[[ RECORD EXTRACTS open ]]

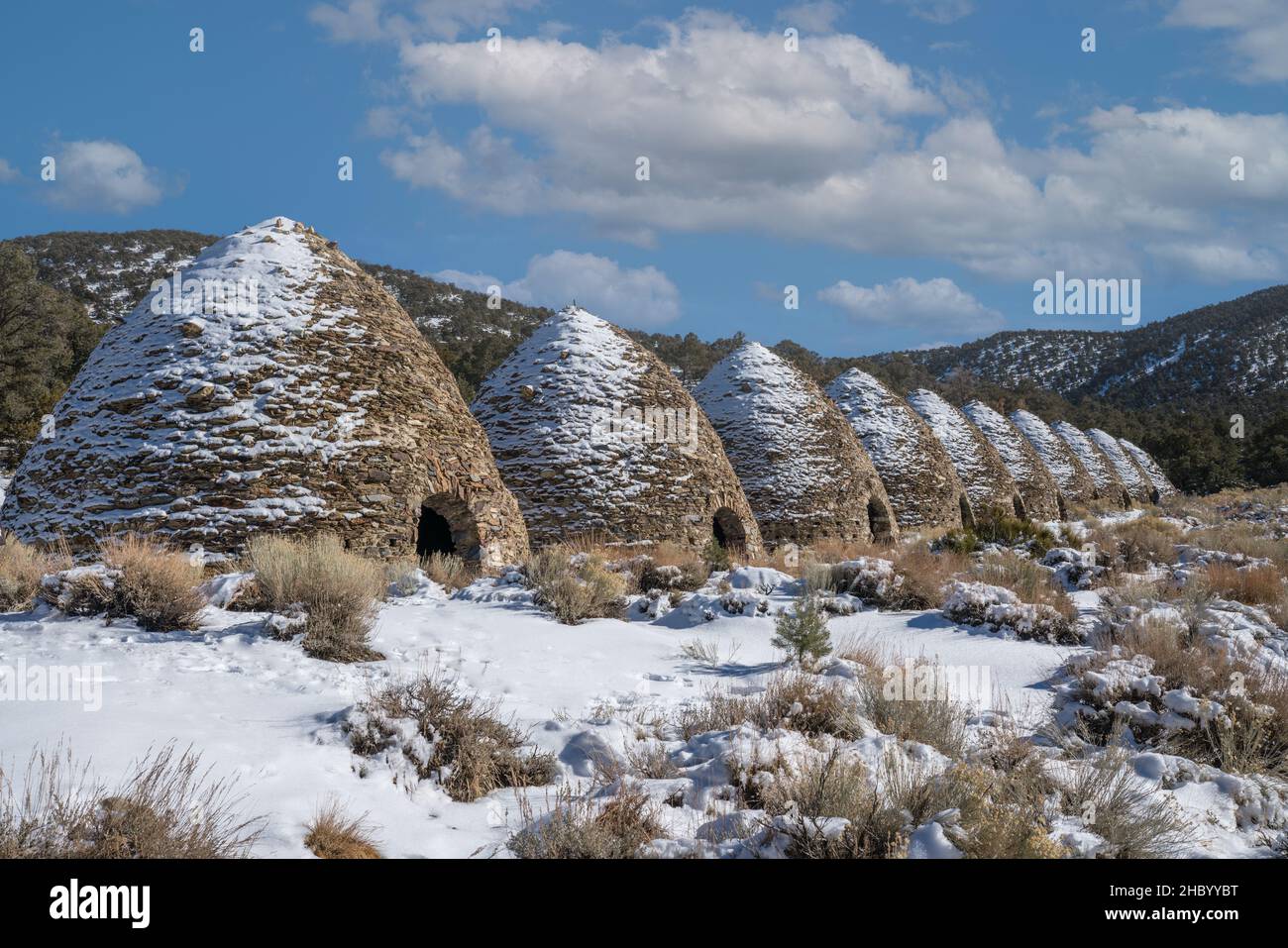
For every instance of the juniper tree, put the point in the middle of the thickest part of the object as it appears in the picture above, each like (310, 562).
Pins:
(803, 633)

[[ RECORD EXTRACTS closed ]]
[[ RECORD EXTRACTS open ]]

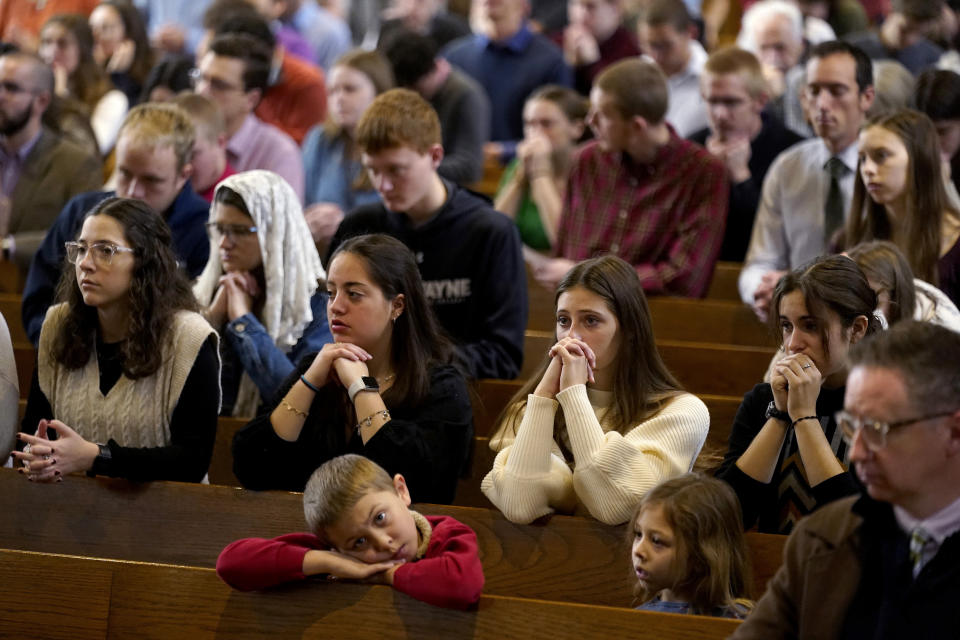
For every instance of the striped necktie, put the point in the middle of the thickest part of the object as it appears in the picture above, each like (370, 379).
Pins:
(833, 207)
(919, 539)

[[ RECORD EXTRACTS closed ]]
[[ RECORD EXTRACTS open ]]

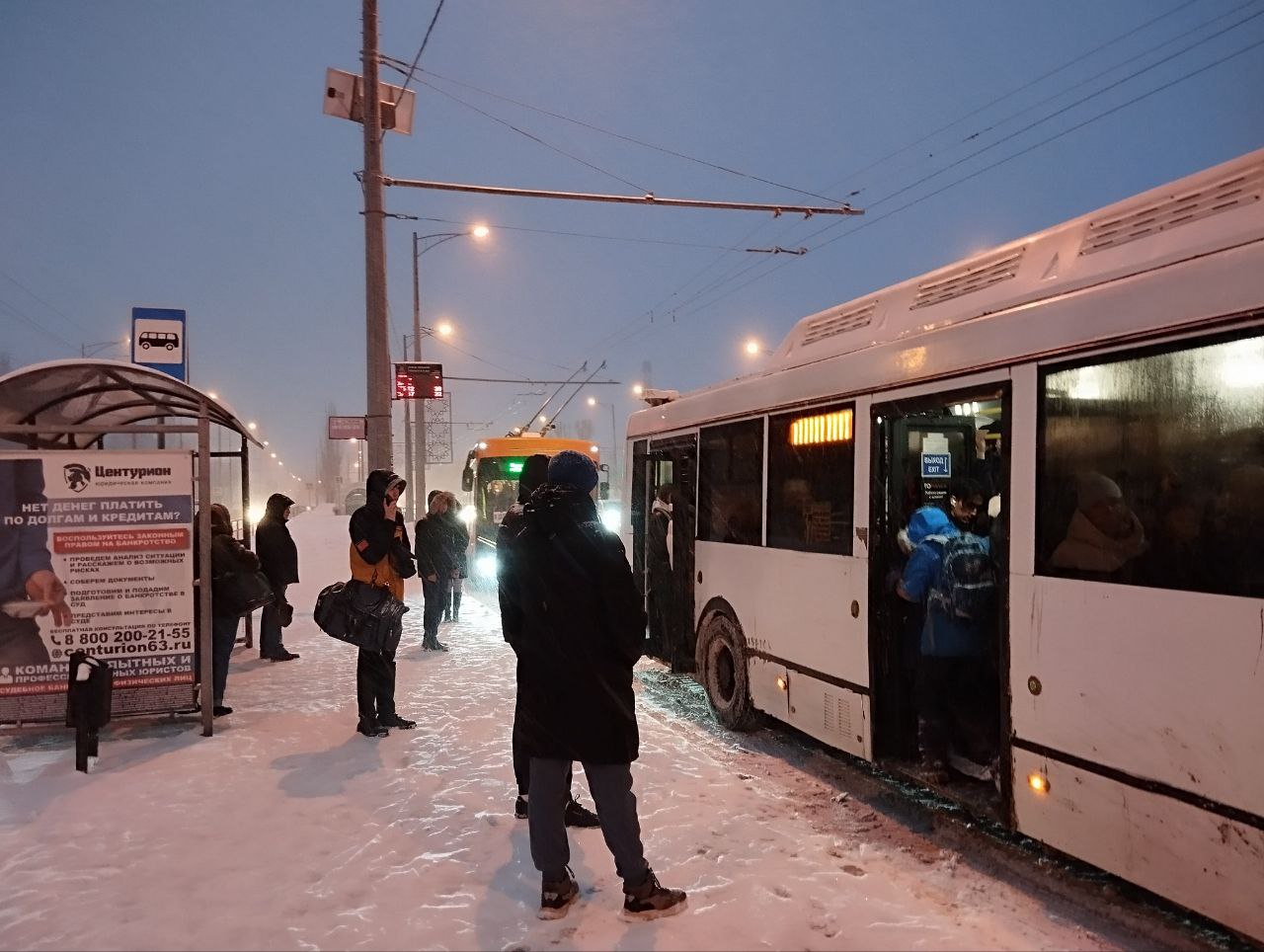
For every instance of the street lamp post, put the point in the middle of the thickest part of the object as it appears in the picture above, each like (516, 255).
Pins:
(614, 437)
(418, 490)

[[ RECORD EXTRACTS closed ]]

EXERCISE GOAL: Where does the word "middle" occur in the data? Copy every line that has it.

RESULT OF THIS EXERCISE:
For every instance of the juniper tree, put the point in the middle of the thickest part of the object as it appears in the picture above, each like (310, 562).
For every instance of the striped necktie, put the point in the middle of the thickest part of the object as it appears in the picture above, each like (370, 379).
For every instance of the street lamp post, put the point in the middle of the thickest part of the object as it appears in the picture above, each like (516, 255).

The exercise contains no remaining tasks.